■ Work task ■
The number of lines below that contain the word "facade" is all that the answer should hold.

■ Exercise input ■
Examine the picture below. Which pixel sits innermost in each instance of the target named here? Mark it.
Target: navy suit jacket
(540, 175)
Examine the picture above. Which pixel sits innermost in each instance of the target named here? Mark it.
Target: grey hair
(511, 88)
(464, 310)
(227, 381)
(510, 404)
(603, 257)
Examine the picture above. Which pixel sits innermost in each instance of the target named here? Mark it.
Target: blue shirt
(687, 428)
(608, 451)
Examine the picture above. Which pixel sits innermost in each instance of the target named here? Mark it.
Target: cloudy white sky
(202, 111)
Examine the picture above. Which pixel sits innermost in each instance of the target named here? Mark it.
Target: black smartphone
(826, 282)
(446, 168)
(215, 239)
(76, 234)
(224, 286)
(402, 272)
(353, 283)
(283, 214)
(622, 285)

* * *

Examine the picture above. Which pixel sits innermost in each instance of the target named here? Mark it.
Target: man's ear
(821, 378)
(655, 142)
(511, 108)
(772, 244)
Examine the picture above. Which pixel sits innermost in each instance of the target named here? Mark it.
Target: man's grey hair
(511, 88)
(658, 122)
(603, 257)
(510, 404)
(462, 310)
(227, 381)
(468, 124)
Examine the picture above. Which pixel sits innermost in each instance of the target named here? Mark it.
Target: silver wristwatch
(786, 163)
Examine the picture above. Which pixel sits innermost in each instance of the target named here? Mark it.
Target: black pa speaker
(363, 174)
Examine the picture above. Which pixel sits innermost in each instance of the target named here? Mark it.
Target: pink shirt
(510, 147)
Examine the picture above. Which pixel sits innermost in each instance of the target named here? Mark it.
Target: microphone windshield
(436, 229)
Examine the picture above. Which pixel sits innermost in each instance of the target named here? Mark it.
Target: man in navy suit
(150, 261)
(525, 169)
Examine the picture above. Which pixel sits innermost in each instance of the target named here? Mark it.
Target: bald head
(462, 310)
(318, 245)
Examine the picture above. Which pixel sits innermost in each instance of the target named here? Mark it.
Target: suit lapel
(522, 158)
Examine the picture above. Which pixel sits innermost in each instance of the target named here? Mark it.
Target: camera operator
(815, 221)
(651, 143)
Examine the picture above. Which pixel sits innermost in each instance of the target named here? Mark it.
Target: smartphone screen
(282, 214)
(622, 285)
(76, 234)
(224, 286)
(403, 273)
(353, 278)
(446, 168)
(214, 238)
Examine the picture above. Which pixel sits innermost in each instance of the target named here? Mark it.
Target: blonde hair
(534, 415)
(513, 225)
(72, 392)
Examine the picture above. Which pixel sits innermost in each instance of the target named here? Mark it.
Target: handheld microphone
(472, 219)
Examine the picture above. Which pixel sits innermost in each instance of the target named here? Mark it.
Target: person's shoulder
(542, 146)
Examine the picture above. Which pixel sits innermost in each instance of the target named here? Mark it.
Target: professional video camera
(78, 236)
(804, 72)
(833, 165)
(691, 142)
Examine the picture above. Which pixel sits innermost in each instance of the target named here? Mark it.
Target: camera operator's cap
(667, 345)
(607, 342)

==

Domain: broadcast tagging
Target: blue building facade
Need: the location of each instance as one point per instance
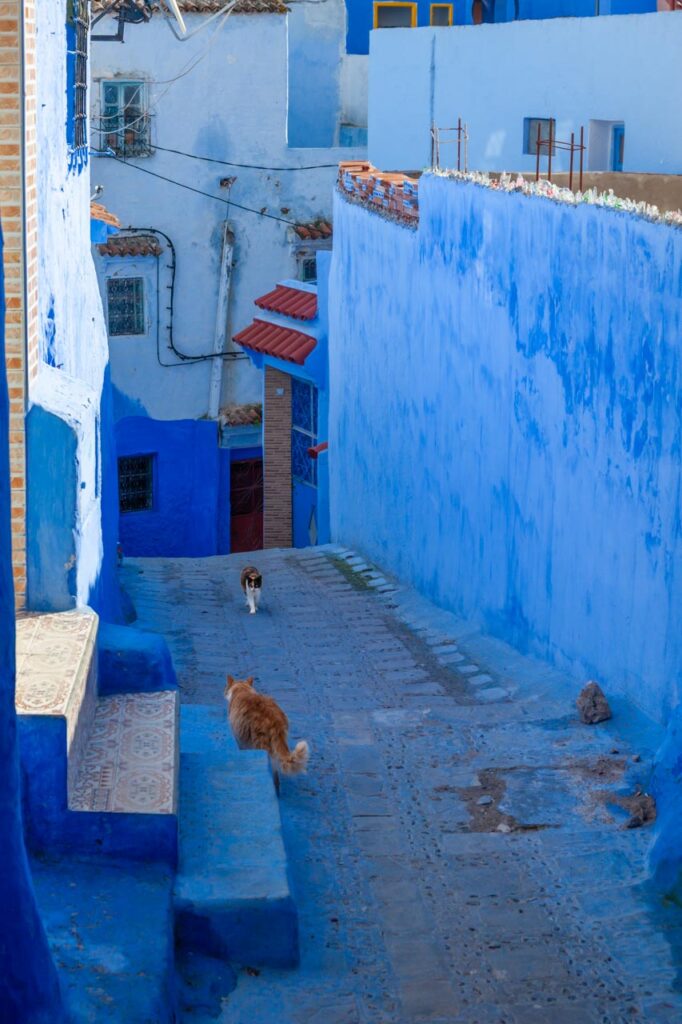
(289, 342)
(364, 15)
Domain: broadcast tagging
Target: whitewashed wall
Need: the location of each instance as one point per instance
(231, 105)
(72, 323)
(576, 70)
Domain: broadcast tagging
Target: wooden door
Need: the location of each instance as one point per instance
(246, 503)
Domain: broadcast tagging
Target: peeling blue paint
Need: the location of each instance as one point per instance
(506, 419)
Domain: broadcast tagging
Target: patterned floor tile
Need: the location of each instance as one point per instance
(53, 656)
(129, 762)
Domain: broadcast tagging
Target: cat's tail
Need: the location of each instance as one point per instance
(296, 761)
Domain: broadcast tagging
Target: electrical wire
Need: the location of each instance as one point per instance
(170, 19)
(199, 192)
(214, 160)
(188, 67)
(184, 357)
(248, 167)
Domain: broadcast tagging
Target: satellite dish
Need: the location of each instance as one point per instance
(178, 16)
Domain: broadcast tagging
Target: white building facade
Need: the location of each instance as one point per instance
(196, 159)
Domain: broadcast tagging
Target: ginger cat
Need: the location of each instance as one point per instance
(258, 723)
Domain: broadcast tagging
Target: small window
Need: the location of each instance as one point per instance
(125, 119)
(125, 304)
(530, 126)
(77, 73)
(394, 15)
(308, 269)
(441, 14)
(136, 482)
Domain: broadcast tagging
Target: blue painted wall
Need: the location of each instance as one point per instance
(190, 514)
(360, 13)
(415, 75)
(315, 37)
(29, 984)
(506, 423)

■ Expected answer ■
2